■ Exercise ■
Please transcribe exactly, and only, the lines of the data below between the line holding "Find the water in" and the line holding "Find the brown speckled", inclusive.

■ Data shown ■
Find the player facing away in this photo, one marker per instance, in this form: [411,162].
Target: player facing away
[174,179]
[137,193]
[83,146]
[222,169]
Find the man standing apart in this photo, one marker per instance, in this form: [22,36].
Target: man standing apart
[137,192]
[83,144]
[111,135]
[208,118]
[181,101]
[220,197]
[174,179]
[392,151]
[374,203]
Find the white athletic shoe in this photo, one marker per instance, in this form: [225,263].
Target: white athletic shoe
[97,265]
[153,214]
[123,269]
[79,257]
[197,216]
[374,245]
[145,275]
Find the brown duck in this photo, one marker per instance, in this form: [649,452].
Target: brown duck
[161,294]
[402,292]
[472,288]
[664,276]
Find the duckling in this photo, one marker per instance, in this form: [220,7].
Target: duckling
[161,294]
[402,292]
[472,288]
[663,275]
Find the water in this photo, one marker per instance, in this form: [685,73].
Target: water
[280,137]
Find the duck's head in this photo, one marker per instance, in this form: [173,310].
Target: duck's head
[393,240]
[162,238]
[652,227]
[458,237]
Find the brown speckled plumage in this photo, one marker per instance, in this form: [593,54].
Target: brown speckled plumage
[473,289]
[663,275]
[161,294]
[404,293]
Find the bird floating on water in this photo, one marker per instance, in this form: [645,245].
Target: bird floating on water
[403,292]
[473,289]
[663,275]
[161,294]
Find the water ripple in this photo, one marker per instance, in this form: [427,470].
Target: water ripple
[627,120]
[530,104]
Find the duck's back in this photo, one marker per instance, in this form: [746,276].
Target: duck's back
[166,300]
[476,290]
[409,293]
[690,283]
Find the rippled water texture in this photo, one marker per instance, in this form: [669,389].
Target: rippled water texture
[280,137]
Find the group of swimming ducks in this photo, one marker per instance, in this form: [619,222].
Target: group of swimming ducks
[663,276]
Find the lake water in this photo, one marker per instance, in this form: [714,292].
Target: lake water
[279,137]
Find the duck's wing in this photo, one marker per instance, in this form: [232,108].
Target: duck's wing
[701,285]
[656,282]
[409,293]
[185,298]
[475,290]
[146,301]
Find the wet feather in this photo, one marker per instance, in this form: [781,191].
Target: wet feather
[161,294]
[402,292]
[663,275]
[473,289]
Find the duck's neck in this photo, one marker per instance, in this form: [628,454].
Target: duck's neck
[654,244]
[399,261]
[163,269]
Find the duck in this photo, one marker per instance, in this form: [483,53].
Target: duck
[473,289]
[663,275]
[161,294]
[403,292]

■ Task solution ■
Find the water in this photo, one marker per instance, in this form: [685,73].
Target: water
[280,137]
Find the duck's head in this photo, one marker per instance, in this form: [173,310].
Target: duck's head
[393,240]
[162,238]
[652,227]
[458,237]
Find the brown speckled plumage in this photo, one marker per instance, in this form: [593,54].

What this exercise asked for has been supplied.